(What is being asked) Copy out all the entries word for word.

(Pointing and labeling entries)
──────────

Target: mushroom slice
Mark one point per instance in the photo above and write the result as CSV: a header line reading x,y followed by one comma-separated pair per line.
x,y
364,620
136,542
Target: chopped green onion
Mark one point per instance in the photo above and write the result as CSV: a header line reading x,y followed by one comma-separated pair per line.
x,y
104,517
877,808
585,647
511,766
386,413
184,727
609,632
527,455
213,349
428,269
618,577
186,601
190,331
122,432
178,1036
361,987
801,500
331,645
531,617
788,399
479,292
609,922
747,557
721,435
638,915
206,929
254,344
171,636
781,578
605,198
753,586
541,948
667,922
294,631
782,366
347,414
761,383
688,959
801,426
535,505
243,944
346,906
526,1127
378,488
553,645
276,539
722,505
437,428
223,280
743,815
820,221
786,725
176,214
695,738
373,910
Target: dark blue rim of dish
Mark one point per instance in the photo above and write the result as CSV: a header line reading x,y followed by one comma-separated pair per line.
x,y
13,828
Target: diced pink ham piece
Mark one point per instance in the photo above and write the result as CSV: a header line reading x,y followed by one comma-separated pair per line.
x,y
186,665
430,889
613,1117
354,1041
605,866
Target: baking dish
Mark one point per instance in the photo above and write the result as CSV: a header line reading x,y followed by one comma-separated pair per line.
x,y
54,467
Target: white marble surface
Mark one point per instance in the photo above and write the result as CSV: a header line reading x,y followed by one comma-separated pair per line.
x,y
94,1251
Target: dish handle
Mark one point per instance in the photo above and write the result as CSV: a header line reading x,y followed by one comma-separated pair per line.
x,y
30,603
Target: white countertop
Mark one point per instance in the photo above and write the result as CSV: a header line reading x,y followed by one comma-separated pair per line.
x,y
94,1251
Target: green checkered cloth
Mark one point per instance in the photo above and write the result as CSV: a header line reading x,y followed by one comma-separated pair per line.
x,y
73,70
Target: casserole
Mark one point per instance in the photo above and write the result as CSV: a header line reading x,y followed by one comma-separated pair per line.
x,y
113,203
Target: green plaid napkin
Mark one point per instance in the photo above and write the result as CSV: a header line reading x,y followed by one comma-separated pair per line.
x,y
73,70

──────────

(Output for this task)
Target: mushroom slice
Mark one point per instance in the photo above and write the result as CSV: a header line reading x,y followed by one comma-separated pair per line.
x,y
364,620
136,542
Target: chopped green onion
Mark one point per instance in the photo above and write the result as CSV: a header line reading x,y followed by one comma-separated pair per line.
x,y
104,517
877,808
585,647
511,766
386,413
184,727
609,632
527,455
213,349
428,269
618,577
186,601
190,331
122,432
178,1036
361,987
801,500
331,645
531,617
788,399
479,292
609,922
747,557
721,435
638,915
206,929
254,344
171,636
781,578
605,198
753,586
541,948
667,922
294,631
782,366
347,414
761,383
688,959
801,426
535,505
243,944
346,906
526,1127
378,488
553,645
276,539
722,505
437,428
223,280
743,815
820,221
786,725
176,214
695,738
373,910
Target: dark blue rim of dish
Mark one point per instance in the photo above and write the result as CSV: a header line reading x,y followed by one comma-separated pair per line.
x,y
13,828
Target: diced pink ham piece
Mark one point per instance in the photo above and write the result as CSV: a header line reading x,y followed by one comma-separated pair per line.
x,y
186,665
430,889
613,1117
354,1041
605,866
Target: baking dish
Mark one point per instance in the photo above and write the result as CSV: a header line reading x,y followed by one comma-separated pair per line.
x,y
54,467
Target: white marble surface
Mark one point per instance in the photo above and write the result as CSV: a header line reading x,y followed by one comma-separated pair per line.
x,y
94,1251
Target: dish handle
Mark one point per instance in the photo above and write the result as CSV: a header line reading x,y followed by one comma-separated pair per line.
x,y
30,603
Target: white countertop
Mark one point per instance in the photo above and write the result as CSV: a header line reading x,y followed by one comma-separated pair per line.
x,y
94,1251
Target: green checkered cloth
Mark one point per instance in the photo above and write the result as CSV: a header line reading x,y followed by one comma-separated pair per line.
x,y
73,70
Target: casserole
Mark one point per instance in the photo above and write the result as CSV: a header line reading x,y followed by one comma-separated pair per line.
x,y
113,203
Target: green plaid napkin
Mark one point per instance in the photo above and write the result as CSV: a header line reading x,y followed by one comma-separated pair per line.
x,y
73,70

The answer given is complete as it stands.